Records contained in a dataset
####

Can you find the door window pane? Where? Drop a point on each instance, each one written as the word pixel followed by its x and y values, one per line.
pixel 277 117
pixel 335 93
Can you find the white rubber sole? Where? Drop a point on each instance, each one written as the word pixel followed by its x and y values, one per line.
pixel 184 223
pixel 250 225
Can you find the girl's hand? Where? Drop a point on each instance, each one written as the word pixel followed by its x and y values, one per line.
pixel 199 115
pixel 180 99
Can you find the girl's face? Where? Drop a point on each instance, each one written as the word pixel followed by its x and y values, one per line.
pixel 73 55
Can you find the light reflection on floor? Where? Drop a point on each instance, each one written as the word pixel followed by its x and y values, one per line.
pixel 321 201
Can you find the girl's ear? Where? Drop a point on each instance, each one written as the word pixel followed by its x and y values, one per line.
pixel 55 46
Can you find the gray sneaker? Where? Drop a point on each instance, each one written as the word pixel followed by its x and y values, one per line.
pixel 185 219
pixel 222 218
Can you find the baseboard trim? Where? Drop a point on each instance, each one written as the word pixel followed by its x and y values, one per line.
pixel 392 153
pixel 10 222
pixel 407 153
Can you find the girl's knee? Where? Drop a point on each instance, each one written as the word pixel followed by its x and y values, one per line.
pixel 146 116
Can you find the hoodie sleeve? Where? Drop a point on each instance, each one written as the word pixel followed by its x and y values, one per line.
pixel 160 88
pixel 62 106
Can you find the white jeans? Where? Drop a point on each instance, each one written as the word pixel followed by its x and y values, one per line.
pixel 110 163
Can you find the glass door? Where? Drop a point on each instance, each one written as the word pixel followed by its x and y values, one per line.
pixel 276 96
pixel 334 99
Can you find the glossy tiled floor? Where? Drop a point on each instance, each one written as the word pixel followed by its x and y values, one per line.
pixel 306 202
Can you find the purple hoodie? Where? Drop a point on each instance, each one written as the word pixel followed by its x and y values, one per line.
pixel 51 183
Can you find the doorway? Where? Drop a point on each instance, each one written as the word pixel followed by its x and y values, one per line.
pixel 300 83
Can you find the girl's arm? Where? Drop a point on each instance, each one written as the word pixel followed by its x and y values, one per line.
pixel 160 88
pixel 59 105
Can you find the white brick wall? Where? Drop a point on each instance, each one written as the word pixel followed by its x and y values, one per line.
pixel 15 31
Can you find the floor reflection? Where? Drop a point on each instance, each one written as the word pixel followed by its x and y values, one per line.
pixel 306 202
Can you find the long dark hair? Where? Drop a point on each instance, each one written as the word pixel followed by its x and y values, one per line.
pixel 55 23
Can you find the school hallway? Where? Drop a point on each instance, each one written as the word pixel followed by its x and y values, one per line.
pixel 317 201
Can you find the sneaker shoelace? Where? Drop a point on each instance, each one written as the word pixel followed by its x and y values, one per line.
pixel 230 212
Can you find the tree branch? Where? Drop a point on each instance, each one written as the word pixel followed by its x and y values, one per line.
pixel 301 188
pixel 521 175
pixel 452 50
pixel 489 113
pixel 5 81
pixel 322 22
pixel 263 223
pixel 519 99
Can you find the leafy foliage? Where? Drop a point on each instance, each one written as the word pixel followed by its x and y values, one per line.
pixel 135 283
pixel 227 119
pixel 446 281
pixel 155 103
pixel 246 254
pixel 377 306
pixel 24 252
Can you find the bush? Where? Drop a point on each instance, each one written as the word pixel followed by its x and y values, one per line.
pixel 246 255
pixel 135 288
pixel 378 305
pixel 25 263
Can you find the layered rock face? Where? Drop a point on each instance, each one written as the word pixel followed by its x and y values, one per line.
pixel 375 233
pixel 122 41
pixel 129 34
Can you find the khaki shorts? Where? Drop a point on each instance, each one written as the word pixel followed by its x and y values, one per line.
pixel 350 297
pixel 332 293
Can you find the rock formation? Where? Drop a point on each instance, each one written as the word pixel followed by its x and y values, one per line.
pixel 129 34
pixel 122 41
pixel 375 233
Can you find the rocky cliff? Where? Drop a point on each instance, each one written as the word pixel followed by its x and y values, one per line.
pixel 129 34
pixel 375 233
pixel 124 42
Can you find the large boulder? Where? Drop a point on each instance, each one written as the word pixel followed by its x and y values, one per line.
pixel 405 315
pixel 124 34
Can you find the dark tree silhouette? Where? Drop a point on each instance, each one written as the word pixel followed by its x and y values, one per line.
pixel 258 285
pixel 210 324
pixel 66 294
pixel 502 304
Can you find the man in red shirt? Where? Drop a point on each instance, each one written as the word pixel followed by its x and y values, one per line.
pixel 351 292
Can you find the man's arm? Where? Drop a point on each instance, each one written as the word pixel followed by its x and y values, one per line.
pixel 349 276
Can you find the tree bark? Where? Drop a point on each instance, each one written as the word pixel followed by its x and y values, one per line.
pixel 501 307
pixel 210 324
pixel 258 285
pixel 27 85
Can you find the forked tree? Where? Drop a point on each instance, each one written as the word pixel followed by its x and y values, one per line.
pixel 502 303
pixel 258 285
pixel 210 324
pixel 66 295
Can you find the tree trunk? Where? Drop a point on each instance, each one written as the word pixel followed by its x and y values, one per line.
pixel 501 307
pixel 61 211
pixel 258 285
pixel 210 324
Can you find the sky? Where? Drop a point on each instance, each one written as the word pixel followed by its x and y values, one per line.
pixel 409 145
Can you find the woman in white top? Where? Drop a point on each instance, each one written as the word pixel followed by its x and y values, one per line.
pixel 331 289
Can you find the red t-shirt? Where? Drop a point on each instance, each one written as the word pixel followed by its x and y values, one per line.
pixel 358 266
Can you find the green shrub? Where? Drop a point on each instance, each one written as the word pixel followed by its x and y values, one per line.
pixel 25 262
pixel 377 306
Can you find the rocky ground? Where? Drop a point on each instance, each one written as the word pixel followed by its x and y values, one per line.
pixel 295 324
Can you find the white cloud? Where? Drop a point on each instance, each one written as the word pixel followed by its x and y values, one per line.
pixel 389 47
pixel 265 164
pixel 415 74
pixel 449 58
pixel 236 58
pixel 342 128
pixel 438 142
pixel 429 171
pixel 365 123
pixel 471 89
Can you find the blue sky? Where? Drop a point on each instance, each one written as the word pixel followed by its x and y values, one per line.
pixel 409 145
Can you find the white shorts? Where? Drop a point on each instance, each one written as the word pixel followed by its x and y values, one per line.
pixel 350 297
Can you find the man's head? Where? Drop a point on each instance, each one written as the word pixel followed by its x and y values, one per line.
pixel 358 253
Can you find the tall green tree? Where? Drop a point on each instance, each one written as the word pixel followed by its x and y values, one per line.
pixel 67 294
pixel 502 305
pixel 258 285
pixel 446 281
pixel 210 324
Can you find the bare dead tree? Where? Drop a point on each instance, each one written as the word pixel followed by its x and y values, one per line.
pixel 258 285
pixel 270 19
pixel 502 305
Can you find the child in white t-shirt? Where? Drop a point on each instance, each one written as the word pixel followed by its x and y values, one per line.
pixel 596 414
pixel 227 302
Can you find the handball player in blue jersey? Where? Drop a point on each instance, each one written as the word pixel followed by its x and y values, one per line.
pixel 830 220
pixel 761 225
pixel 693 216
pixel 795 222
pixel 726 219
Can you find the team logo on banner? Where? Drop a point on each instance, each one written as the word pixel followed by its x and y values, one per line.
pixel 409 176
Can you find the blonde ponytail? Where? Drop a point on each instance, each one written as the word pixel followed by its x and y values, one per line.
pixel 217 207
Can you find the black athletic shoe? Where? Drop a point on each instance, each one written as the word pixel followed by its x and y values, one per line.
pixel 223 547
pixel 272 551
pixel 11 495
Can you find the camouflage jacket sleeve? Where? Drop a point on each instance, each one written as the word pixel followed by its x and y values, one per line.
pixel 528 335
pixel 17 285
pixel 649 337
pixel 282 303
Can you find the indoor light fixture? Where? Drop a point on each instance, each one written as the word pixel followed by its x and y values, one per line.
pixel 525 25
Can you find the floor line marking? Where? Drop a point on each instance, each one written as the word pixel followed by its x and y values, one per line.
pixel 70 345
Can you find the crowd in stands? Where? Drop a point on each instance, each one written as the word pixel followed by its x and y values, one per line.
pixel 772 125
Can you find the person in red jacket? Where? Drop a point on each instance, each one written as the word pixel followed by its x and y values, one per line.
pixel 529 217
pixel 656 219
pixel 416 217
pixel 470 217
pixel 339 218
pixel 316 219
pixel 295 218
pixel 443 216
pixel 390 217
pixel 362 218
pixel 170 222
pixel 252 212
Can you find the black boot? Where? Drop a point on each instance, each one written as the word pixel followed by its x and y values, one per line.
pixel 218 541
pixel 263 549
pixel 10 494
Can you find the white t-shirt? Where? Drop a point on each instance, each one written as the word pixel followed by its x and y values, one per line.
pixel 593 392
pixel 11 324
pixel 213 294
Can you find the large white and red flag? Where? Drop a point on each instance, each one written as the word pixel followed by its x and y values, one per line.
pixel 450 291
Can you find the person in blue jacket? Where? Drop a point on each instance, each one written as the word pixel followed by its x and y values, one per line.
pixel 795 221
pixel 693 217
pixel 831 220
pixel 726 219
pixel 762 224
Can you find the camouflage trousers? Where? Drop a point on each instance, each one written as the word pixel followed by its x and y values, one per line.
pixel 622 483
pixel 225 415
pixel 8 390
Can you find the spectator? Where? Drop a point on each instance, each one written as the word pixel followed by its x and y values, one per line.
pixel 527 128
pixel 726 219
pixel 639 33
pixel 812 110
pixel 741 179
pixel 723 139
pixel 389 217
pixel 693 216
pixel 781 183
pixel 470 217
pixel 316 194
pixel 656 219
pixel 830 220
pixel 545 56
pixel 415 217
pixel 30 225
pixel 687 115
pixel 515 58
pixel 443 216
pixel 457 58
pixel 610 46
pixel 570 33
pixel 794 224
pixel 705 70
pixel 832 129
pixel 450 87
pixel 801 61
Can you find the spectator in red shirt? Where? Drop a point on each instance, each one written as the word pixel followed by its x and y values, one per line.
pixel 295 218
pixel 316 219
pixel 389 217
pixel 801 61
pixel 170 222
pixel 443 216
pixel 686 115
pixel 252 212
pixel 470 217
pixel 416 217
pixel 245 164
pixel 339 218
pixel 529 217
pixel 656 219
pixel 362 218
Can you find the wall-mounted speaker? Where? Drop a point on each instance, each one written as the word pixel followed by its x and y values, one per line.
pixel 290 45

####

Write out the lines above, starting at the line that contains "Can you find the camouflage trousers?" and ending with the final line, and nothing else; copy them exactly.

Can you find the camouflage trousers? Where? Drop a point on each instance, each one written as the word pixel followed by its x and y values, one per line.
pixel 622 483
pixel 225 415
pixel 8 390
Can you find the spectator? Where? Drop a point on each instance, each one written as the word pixel followed by its x and y values, one per line.
pixel 527 128
pixel 726 219
pixel 639 33
pixel 812 110
pixel 741 179
pixel 723 139
pixel 389 217
pixel 693 216
pixel 781 183
pixel 470 217
pixel 316 194
pixel 656 219
pixel 830 220
pixel 545 56
pixel 415 217
pixel 30 225
pixel 687 115
pixel 515 58
pixel 443 216
pixel 457 58
pixel 610 46
pixel 570 33
pixel 794 224
pixel 705 70
pixel 832 129
pixel 450 87
pixel 801 61
Can you find the spectator in red shirt? Where? Drop a point on each instance, each one written as the word pixel followed by its x and y values, one per line.
pixel 295 218
pixel 316 219
pixel 389 217
pixel 801 61
pixel 170 222
pixel 443 216
pixel 686 115
pixel 252 212
pixel 470 217
pixel 416 217
pixel 245 164
pixel 339 218
pixel 529 217
pixel 656 219
pixel 362 218
Can you find the wall-mounted speaker? Where? Drop a point on each instance, each one written as the word pixel followed by its x and y values, one per line.
pixel 290 45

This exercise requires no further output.